Brief -> In the listing below, repeat exactly every line from the first through the line containing "Locate the plastic", with nothing else.

Material shown ->
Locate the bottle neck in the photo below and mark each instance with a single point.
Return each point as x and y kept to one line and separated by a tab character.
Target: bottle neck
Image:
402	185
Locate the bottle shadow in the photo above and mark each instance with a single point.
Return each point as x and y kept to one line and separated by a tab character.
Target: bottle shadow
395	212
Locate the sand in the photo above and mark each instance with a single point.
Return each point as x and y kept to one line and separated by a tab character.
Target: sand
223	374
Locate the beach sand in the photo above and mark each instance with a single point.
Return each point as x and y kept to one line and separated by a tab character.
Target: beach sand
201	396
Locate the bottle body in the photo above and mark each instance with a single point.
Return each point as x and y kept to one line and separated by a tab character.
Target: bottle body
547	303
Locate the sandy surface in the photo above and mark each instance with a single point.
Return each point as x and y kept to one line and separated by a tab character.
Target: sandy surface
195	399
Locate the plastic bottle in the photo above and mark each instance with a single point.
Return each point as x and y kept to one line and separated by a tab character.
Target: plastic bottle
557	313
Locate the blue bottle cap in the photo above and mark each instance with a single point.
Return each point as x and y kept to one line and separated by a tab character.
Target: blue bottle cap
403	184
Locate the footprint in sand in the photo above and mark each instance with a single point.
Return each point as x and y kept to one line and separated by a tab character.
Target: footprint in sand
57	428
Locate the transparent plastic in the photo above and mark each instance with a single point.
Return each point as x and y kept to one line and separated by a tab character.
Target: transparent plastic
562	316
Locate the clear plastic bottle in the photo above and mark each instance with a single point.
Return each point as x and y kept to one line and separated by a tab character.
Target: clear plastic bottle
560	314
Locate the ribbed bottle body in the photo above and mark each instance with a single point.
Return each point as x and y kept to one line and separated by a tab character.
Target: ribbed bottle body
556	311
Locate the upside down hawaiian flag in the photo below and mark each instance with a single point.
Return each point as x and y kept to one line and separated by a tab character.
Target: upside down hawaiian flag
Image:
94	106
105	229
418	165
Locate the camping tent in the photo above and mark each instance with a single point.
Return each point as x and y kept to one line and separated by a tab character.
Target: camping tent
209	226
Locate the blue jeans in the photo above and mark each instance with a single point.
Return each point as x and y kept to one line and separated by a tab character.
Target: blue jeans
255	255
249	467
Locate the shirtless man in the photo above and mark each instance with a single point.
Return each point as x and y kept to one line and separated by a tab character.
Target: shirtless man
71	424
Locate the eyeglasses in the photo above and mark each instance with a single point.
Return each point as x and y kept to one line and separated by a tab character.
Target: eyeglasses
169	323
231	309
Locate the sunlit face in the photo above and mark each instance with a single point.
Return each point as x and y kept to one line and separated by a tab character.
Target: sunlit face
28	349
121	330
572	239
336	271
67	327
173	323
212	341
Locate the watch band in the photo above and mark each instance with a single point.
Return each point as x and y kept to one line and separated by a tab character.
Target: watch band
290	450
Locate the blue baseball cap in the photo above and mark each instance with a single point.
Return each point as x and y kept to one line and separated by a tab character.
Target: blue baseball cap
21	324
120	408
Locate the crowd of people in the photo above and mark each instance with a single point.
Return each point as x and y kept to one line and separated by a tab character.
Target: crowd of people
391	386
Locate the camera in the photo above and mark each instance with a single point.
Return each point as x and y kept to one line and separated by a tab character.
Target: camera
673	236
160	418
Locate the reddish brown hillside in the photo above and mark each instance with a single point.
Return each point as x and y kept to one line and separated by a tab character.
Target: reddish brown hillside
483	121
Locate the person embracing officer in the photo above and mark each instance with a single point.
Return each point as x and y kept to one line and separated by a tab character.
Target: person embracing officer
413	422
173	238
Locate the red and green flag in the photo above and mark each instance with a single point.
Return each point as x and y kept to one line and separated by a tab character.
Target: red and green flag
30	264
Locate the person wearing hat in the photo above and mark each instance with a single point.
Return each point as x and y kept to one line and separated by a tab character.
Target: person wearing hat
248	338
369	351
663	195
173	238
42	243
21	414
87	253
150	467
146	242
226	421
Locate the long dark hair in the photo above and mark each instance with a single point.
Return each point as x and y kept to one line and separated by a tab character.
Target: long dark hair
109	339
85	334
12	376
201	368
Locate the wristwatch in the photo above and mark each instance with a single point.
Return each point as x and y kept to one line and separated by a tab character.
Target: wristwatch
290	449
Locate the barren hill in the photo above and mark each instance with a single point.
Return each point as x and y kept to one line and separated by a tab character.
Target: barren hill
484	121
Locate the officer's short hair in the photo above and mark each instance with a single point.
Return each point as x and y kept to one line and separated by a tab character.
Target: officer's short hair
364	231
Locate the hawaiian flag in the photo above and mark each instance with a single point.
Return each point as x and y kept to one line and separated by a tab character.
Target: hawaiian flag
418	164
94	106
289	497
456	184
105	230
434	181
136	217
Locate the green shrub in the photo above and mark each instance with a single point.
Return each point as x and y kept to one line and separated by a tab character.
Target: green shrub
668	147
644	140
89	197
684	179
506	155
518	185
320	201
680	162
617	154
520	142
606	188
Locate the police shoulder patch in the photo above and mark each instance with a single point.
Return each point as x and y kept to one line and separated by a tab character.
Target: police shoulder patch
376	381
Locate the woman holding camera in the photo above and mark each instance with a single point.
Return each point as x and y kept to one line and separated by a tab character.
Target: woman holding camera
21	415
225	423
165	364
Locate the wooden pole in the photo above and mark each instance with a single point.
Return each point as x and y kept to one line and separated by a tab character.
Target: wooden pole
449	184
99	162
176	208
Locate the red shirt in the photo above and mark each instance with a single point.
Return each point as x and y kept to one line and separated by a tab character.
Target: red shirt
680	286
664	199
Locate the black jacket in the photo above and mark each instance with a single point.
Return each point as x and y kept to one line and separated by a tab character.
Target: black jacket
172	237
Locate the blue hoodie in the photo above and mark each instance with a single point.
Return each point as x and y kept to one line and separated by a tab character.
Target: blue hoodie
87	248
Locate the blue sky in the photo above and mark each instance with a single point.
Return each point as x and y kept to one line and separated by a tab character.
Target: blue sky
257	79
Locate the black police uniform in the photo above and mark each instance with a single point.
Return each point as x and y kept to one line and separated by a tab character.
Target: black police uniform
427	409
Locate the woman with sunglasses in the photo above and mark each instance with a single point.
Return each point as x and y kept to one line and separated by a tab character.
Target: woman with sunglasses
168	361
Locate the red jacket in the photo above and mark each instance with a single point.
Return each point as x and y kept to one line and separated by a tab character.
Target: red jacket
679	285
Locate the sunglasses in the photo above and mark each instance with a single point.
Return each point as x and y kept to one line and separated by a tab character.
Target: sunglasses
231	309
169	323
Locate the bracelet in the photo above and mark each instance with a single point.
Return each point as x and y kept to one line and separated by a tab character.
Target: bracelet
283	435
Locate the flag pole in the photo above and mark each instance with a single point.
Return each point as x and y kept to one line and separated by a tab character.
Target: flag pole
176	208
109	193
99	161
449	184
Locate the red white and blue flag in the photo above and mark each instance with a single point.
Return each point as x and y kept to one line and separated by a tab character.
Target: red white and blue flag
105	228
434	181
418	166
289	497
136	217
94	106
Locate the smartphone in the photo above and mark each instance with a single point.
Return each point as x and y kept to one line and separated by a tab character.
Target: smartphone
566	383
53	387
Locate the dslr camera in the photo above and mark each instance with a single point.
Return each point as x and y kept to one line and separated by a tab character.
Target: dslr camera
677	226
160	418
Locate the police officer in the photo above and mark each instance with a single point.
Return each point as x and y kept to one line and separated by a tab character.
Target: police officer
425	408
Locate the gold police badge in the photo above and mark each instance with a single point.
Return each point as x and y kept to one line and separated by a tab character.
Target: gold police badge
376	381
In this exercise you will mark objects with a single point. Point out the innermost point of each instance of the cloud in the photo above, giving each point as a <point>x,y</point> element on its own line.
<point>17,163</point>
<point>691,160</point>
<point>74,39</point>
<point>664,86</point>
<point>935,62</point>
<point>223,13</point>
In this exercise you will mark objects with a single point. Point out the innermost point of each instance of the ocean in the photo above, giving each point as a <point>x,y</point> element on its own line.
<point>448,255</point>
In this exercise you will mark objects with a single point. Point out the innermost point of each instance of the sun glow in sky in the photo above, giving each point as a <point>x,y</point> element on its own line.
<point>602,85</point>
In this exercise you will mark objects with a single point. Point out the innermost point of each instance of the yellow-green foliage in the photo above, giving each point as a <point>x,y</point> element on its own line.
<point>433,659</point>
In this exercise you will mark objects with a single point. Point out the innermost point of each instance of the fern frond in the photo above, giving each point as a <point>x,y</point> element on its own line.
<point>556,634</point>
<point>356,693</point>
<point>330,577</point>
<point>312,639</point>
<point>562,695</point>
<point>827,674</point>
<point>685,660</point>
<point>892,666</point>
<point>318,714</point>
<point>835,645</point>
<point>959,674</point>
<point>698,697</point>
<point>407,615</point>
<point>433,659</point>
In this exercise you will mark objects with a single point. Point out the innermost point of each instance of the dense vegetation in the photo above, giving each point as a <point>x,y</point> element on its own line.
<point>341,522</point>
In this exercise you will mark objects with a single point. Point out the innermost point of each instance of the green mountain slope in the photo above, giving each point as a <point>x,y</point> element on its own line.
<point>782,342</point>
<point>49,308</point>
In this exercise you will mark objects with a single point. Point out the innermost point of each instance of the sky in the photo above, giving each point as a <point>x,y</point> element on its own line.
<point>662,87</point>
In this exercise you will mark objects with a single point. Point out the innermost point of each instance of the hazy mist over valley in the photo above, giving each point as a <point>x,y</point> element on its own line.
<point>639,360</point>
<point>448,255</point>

Solution ->
Locate the bottle neck in the photo below and mark each instance with a single point.
Return each point as x and y kept to one line and separated by a tab character.
Target: bottle neck
Image:
402	185
Locate the bottle shadow in the photo above and mark each instance with a single point.
Return each point as x and y kept to one line and separated by a tab character.
Target: bottle shadow
395	212
Locate the sand in the photo above and mark each instance with a single point.
Return each point as x and y kept to one line and separated by a tab character.
Target: sand
223	374
Locate the beach sand in the photo above and mark each instance with a single point.
Return each point as x and y kept to one line and separated by a tab character.
Target: beach sand
201	396
Locate the bottle body in the photo above and mark each instance with a single point.
Return each point as x and y kept to one line and separated by a tab character.
Target: bottle body
547	303
Locate the sandy surface in the photo above and mark each instance with a single point.
Return each point as x and y kept to one line and separated by a tab character.
Target: sandy surface
195	399
Locate the plastic bottle in the photo above and mark each instance with a single point.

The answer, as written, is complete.